- _ENTRIES PROVIDED_:
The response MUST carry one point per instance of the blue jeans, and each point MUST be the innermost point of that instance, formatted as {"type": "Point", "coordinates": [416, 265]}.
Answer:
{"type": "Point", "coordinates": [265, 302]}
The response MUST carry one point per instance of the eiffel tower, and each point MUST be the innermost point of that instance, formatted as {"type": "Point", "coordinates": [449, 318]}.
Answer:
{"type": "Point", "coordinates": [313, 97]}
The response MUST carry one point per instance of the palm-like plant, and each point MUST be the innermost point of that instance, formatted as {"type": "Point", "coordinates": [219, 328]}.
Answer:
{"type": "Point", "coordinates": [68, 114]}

---

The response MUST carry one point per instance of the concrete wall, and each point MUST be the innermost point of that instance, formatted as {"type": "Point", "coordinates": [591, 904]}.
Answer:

- _EXERCISE_:
Within the data, how many lines hold the word "MUST"? State the number alone.

- _SOLVED PROBLEM_:
4